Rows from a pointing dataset
_ _ _
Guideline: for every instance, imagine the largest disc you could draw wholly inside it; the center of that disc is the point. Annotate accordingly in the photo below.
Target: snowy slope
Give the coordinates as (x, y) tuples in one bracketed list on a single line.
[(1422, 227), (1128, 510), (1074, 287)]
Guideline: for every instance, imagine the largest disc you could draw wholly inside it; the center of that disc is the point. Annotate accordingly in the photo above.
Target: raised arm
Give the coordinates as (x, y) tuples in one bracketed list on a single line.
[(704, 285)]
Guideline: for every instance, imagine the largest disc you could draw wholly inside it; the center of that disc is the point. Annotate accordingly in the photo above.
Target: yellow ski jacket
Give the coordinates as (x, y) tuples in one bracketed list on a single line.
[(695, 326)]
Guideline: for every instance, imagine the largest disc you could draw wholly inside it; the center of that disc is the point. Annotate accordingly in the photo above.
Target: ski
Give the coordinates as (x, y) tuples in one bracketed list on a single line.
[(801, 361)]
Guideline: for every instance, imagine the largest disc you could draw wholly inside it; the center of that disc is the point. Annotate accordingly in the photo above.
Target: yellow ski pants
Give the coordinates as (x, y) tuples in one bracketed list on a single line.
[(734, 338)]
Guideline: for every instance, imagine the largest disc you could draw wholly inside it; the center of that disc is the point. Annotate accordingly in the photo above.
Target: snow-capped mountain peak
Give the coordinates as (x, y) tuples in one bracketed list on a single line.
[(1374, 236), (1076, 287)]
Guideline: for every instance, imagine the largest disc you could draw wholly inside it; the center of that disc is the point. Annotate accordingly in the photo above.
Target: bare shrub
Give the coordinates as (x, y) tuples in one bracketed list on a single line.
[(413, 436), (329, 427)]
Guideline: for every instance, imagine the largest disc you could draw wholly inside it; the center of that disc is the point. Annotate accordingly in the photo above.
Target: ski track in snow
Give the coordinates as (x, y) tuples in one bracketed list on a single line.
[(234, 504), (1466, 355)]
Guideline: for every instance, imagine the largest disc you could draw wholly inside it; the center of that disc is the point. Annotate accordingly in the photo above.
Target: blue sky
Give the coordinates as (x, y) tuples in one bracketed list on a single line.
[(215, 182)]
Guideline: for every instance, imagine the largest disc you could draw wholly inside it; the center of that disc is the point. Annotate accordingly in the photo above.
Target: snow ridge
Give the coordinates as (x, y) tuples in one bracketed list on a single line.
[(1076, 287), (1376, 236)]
_ _ _
EXERCISE BRIEF ▸ Convert the stretch from the start of the records through the line containing "[(1374, 236), (1076, 287)]" into a Markdown table with the columns Row and Content, giving each line its number and leaving out blank lines.

RESULT OF THE TASK ▸
| Row | Content |
|---|---|
| 1 | Guideline: for every instance, imagine the largest disc you could draw wholly inside it; the center of that disc is the point. Annotate accordingly in the photo below. |
| 2 | Target: snowy slope |
| 3 | Give the coordinates as (x, y) tuples in one bracketed list on a single line. |
| 4 | [(1422, 227), (1128, 510), (1074, 287)] |
| 5 | Guideline: for every instance, imagine the largest disc you could draw wholly inside it; the center of that disc is the point. Annotate accordingly in the photo above. |
| 6 | Target: raised arm |
| 7 | Give the coordinates as (x, y) tuples in one bracketed list on a single line. |
| 8 | [(704, 285)] |
| 9 | Guideline: for every instance, imagine the largest disc you could draw wholly inside it; the center of that disc is the point. Annotate accordingly in the photo above. |
| 10 | Target: yellow ski jacket |
| 11 | Give the coordinates as (x, y) tuples in one bracketed list on a single line. |
| 12 | [(695, 326)] |
| 13 | Guideline: for every instance, imagine the largest disc you could draw wholly inside it; the center of that disc is the point. Annotate accordingly in the photo above. |
| 14 | Target: ski |
| 15 | Give the coordinates as (x, y) tuples in one bracketed list on a single line. |
| 16 | [(801, 361)] |
| 17 | Guideline: for every instance, imagine the largest disc you could draw wholly inside it; the center of that disc is the point. Annotate accordingly in the photo above. |
| 18 | Target: yellow ski pants |
| 19 | Give the coordinates as (x, y) tuples in one bracketed list on a single line. |
| 20 | [(734, 338)] |
| 21 | Guideline: for every instance, imagine the largest disc you could draw wholly inside it; the center of that disc is the point. Annotate accordingly in the photo above. |
| 22 | Target: snow-capped mountain peak |
| 23 | Give the coordinates as (x, y) tuples in one bracketed list on a single line. |
| 24 | [(1374, 236), (1076, 287)] |